● Texte fourni:
§ §

Qu’en est-il du répertoire d’action et des horizons de pensées du syndicalisme à l’heure où est répété à l’envi qu’il n’y aurait plus de « grain à moudre », pour reprendre la célèbre expression d’André Bergeron, secrétaire général de FO, qui célébrait ainsi la fonction de négociation des syndicats à l’ère du « compromis fordiste » ? La crise de 2008 et la généralisation des politiques d’austérité qui l’a suivie ont largement contribué à remettre ces questions à l’agenda militant et scientifique en déclenchant un cycle de protestation qui a été diversement investi par les syndicats selon les pays. Comment négocier avec les organisations d’employeurs et les pouvoirs publics tout en participant activement aux luttes sociales ? Comment parler au nom de tous les travailleurs lorsque les politiques économiques tournées vers la compétitivité des entreprises aboutissent à une hétérogénéité croissante des statuts d’emploi et des conditions de travail ? Lorsque les collectifs de travail sont fragilisés, voire démantelés, lorsque les partis politiques censés être les plus proches des syndicats voient leur rôle se réduire à celui d’une courroie de transmission du fatalisme économique, comment sont débattues dans et entre les organisations syndicales les enjeux stratégiques et idéologiques de la syndicalisation ?

§ §

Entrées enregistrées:
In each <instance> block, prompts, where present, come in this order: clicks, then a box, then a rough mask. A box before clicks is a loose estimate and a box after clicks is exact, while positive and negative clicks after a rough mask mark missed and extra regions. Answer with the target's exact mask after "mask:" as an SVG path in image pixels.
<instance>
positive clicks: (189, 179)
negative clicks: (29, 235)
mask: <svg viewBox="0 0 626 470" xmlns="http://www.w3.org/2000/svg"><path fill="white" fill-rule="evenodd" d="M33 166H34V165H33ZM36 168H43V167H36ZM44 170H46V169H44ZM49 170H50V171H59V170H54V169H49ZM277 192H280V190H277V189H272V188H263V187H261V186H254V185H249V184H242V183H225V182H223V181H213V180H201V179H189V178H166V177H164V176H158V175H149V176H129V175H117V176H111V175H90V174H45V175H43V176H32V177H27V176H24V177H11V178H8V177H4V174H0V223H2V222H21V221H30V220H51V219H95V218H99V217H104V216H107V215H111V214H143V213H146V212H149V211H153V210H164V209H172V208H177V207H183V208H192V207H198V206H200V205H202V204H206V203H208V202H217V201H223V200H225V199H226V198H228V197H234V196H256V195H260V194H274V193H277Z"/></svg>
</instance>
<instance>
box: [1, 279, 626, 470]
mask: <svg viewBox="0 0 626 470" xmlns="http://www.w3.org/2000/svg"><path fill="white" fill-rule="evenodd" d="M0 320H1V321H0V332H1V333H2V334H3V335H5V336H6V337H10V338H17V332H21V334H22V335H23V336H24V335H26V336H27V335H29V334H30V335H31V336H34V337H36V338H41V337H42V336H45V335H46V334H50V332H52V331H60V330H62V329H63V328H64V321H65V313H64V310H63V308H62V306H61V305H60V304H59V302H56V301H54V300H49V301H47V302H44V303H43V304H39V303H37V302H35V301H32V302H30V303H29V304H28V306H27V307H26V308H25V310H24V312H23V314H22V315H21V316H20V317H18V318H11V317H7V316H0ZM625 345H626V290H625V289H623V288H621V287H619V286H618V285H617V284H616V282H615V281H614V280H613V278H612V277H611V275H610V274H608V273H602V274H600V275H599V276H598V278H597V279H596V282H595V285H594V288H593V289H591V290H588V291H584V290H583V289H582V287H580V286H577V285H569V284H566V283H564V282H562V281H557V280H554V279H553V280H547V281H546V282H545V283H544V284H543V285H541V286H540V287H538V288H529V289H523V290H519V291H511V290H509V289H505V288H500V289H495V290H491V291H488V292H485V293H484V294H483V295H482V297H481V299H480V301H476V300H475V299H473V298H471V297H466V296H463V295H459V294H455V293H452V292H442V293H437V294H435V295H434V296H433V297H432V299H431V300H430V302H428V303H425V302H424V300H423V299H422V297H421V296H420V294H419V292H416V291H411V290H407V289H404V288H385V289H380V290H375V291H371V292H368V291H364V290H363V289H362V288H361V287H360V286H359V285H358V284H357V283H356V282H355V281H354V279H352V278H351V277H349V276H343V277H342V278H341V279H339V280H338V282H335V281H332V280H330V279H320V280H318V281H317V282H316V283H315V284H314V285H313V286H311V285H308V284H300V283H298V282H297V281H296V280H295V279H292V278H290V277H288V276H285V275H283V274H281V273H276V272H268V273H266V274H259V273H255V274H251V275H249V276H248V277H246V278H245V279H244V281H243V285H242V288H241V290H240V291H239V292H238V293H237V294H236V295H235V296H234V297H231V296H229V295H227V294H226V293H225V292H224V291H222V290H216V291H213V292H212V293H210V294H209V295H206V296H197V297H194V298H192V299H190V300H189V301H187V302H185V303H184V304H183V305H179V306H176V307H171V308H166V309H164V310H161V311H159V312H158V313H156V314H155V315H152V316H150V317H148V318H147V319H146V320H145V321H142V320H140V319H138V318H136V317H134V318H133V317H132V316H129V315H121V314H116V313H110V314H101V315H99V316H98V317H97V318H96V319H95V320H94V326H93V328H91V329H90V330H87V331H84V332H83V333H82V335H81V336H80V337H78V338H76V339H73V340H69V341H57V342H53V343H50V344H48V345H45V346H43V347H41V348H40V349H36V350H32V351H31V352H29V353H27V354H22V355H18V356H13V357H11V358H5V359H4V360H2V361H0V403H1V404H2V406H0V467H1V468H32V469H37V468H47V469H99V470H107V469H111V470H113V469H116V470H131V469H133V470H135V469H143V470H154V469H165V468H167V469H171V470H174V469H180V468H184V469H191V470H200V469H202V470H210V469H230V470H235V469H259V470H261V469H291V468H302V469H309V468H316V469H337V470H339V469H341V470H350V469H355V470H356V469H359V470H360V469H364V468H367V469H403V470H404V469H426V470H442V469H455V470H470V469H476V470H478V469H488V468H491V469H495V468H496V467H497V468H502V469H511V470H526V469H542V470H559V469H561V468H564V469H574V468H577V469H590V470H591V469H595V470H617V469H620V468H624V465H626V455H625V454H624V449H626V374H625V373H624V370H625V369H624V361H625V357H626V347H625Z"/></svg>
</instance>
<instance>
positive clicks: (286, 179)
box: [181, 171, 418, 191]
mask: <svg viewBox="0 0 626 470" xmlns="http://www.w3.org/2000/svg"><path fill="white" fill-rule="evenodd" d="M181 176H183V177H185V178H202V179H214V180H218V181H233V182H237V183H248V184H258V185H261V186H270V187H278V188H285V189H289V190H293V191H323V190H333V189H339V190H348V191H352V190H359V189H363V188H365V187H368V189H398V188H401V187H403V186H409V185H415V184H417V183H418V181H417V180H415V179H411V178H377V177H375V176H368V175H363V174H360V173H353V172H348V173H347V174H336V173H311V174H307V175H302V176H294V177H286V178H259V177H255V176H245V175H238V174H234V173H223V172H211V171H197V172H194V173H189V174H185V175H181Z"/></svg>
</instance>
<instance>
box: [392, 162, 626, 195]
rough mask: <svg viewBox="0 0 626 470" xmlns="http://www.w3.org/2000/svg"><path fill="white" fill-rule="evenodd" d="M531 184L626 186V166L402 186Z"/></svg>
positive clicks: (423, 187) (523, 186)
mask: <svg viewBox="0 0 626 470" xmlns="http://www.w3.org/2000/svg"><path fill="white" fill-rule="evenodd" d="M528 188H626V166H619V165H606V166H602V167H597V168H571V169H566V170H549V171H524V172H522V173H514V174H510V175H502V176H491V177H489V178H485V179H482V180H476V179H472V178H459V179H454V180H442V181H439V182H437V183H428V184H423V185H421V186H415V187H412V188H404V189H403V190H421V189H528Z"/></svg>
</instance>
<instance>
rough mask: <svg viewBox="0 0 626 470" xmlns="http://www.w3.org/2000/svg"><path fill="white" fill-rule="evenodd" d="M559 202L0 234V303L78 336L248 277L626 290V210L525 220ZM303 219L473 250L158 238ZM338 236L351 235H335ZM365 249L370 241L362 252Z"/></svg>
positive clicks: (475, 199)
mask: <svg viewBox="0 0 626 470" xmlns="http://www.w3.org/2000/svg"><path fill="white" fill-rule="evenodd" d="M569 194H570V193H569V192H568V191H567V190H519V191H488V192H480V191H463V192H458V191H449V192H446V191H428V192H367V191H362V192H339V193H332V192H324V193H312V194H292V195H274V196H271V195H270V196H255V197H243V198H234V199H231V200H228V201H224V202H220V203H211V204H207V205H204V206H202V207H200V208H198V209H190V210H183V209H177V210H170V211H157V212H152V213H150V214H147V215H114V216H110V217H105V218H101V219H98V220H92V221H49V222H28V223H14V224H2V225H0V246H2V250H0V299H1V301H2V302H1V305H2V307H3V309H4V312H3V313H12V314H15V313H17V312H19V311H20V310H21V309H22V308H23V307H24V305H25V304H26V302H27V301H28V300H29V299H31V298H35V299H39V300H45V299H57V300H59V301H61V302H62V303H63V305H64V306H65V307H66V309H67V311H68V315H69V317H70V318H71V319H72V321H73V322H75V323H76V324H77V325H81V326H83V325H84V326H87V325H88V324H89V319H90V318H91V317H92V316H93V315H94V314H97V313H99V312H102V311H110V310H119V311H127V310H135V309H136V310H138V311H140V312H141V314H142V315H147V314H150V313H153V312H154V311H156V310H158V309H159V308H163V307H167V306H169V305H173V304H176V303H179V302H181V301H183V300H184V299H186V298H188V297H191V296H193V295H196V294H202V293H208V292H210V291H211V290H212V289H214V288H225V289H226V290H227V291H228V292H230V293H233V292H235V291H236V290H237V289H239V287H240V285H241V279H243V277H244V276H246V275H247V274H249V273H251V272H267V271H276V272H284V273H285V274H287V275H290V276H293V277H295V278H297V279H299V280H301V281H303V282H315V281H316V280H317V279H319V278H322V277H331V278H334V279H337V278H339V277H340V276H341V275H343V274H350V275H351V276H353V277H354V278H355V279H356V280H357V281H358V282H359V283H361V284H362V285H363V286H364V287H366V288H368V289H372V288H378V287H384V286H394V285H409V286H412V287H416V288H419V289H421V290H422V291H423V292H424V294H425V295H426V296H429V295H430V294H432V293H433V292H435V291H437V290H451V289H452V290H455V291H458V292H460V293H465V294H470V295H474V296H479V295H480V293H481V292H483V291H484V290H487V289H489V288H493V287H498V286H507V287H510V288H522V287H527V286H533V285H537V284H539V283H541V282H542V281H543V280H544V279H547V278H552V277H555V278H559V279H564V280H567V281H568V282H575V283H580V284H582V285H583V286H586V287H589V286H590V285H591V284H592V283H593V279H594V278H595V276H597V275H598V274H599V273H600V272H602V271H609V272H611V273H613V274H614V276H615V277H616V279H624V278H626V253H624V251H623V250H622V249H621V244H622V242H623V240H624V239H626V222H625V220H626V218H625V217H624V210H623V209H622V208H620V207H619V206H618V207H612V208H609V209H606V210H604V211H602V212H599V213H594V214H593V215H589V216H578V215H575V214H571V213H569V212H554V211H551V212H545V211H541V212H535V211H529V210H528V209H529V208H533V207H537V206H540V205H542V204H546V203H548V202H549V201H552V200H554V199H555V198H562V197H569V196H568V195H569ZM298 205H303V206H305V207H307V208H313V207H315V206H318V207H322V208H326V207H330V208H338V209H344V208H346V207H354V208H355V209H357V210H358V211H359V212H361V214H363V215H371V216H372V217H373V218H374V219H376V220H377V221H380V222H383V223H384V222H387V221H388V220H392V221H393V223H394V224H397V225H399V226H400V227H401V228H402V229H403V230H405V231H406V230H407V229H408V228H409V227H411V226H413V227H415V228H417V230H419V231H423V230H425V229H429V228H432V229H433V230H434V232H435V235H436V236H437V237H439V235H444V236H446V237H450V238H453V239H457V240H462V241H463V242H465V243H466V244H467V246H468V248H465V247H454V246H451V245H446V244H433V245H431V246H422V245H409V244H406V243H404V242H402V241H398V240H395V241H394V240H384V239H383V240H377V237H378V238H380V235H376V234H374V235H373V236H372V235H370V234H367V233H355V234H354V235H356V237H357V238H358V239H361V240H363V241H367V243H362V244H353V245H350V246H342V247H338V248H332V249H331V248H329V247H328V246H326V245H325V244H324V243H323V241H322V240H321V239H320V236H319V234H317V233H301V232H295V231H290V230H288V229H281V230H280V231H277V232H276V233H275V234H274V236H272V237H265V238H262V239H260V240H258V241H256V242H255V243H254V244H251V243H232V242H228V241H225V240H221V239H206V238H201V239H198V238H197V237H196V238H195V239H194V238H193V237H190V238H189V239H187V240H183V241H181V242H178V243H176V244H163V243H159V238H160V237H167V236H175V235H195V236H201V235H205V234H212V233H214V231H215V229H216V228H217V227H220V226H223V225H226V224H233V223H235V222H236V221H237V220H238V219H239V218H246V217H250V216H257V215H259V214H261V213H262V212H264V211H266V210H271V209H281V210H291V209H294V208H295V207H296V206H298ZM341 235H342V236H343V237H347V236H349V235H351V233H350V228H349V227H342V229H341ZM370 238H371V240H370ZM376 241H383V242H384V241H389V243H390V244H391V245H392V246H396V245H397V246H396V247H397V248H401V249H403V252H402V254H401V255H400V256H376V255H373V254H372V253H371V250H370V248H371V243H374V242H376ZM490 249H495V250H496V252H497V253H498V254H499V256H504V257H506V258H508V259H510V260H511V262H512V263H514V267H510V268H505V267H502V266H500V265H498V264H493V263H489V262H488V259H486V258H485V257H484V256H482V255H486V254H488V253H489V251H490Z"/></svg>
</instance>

§ §

● Consigne A: Traduisez en anglais la phrase suivante du texte sur le syndicalisme : « Comment négocier avec les organisations d’employeurs et les pouvoirs publics tout en participant activement aux luttes sociales ? »
● Consigne B: Mettez sous forme de tableau Markdown à deux colonnes, « Numéro » et « Ligne », tout ce qui va du début de la liste jusqu'à la ligne contenant « negative clicks: (29, 235) » incluse, en omettant les lignes vides.
Le texte et la liste ne présentent aucun lien entre eux.

● Réponse rédigée A: How can one negotiate with employers' organizations and public authorities while actively taking part in social struggles?

● Réponse rédigée B:
| Numéro | Ligne |
|---|---|
| 1 | In each <instance> block, prompts, where present, come in this order: clicks, then a box, then a rough mask. A box before clicks is a loose estimate and a box after clicks is exact, while positive and negative clicks after a rough mask mark missed and extra regions. Answer with the target's exact mask after "mask:" as an SVG path in image pixels. |
| 2 | <instance> |
| 3 | positive clicks: (189, 179) |
| 4 | negative clicks: (29, 235) |